On June 30, 1934, the lumber inventory at the Red Lake Indian Sawmill was 10,521,585 board feet, or about twice the average amount of lumber produced annually during the preceding years when the sawmill was in operation. On June 30, 1936, the lumber inventory amounted to 7,792,869 board feet, much of this inventory being of the lower grades and lumber that had deteriorated through stain and rot. On June 30, 1936, the lumber inventory was valued at $51,417.88, and during the fiscal year ending June 30, 1937, 3,166,707 board feet of logs were converted into 3,414,460 board feet of lumber. ...
The United States Government continues to exploit the Ahnishinahbæótjibway forests. Truckload after truckload of mostly pulpwood presently goes out of the Reservation, profiting White-owned corporations and yielding a kickback to White Indian timber brokers. It was calculated that in the last thirty years, enough lumber had been cut at Red Lake to go around the world twice. There has been no lasting economic development to show for this, although large areas of forest have been demolished, left as clear-cut littered with piles of slash.
Complementing the resource-extraction economics promoted by the United States Government is an unemployment rate on the Reservation which ranges between 50% and 90%, depending on who is counted as employable and the definition of "employed," and an economic system based on transfer payments: government employment and welfare. Many of the Métis and White Indians have developed a co-dependent relationship with the government based on welfare. Augmented by the Indian programs available to Indian families, some manage a reasonably comfortable existence on a combination of B.I.A. welfare and county payments. The Ahnishinahbæótjibway have a much more difficult time getting welfare, even in cases of genuine need; state and federal welfare regulations are circumvented by throwing these peoples' applications in the trash as soon as they leave the Agency building. The larger problem is not only the economic hardship sustained by the Aboriginal Indigenous people, but that the Reservation has a high percentage of Métis and Euro-Indian welfare recipients. Their use of welfare is used to justify other so-called Social Services Programs, which are shielded from scrutiny both under the cloak of so-called "Indian Sovereignty," and by fallaciously categorizing Ahnishinahbæótjibway as "Indians" and obscuring what is happening to a minority of Aboriginal Indigenous people obscured in the mass of total Indian statistics. Some of the Social Services programs at Red Lake, as they are applied to the Ahnishinahbæótjibway, are in current violation of the International Convention for the Prevention and Punishment of Genocide.

== == ==

# PROBLEMS
a - List every quantity that the Red Lake text gives in board feet.
b - Rewrite the Red Lake text from "The United States Government continues" up to and including "piles of slash.", changing "thirty years" to "fifty years".

# DATA SHOWN

== == ==

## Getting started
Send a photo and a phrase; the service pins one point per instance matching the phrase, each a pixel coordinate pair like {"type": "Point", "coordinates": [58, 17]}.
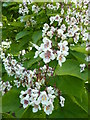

== == ==

# SOLUTION SET
a -
10,521,585 board feet
7,792,869 board feet
3,166,707 board feet
3,414,460 board feet

b -
The United States Government continues to exploit the Ahnishinahbæótjibway forests. Truckload after truckload of mostly pulpwood presently goes out of the Reservation, profiting White-owned corporations and yielding a kickback to White Indian timber brokers. It was calculated that in the last fifty years, enough lumber had been cut at Red Lake to go around the world twice. There has been no lasting economic development to show for this, although large areas of forest have been demolished, left as clear-cut littered with piles of slash.